◆ Given exercise 1: Reproduce the changelog text from "All notable changes" to "to Semantic Versioning.".
◆ Given exercise 2: Using the changelog, answer yes or no for each statement and quote the words that decide it: (a) The project follows Semantic Versioning. (b) The mask unit still needs synchronized lanes to commit an instruction. (c) FPU operations in VMFPU are now allowed to run out of order.

──────── Page text

All notable changes to this project will be documented in this file.

The format is based on Keep a Changelog and this project adheres to Semantic Versioning.

[Unreleased]

Fixed

  • Avoid corner-case in which the sequencer issues the same instruction multiple times when two units become non-ready at the same time
  • The lane sequencer now calculates the correct number of elements to be requested by the MASKU operand requesters
  • When the instruction queue of the SLDU is not empty, read from it to update the commit counter, and not from the incoming request
  • Masked operations now target the MASKU as well for the issue checks in the main sequencer
  • The granularity of the issue checks/gold tickets is now at a PE level
  • Avoid losing hazard-related information in the pipeline between the main sequencer and the operand requesters
  • Fix anticipated grant bug from operand requester to LDU, SLDU, MASKU, because of the stream registers. Now, the three units wait for a final true grant before commiting
  • The mask unit does not require synchronized lanes anymore to commit an instruction
  • MASKU does not wait anymore for valid incoming data from inactive lanes
  • Fix corner-case comparison in MASKU to provide the expected behavior
  • Fix MaskB-queue vector length in the lane sequencer
  • VALU cleans up the partial result of a reduction when no more needed
  • VALU can step from normalOp->reduction and vice-versa without issues
  • VALU's counters can now count bits when operating on mask vectors
  • Fix the vector length for mask instructions that run on the VALU/VMFPU
  • Don't let indexed memory operations interfere with the reductions in MASKU
  • Enforce strict in-order execution of FPU operations in VMFPU
  • Fixed AXI-inval-filter policy for D$ lines invalidation upon vector stores that are misaligned w.r.t. the D$ line width
  • Fix lane sequencer checks for floating-point comparisons
  • Fix synthesis error occuring due to the continuous assignmnet in the always block of mask unit
  • Fix wrong variable in vmerge and vmv riscv-tests
  • Re-introduce WAIT_STATE to avoid hazards when changin LMUL
  • Fix the PEs-ready signals related conditions in the main sequencer
  • Fix misaligned memory operations with more than 255 beats (>= 256 beats)

────────────────
──────── Given information

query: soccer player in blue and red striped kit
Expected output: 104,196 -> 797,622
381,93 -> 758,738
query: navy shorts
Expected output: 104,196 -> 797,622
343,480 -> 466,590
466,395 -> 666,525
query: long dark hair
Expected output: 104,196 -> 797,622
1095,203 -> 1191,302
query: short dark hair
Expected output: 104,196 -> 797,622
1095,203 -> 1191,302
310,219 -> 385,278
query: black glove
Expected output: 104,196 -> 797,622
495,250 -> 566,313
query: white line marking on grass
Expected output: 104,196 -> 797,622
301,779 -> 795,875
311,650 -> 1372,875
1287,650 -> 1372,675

────────────────
──────── Given information

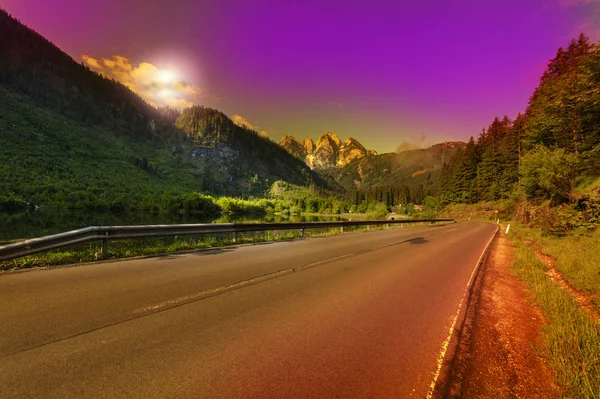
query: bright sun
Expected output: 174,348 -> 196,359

────────────────

◆ Task response 1:
All notable changes to this project will be documented in this file.

The format is based on Keep a Changelog and this project adheres to Semantic Versioning.

◆ Task response 2:
(a) Yes: "this project adheres to Semantic Versioning"
(b) No: "The mask unit does not require synchronized lanes anymore to commit an instruction"
(c) No: "Enforce strict in-order execution of FPU operations in VMFPU"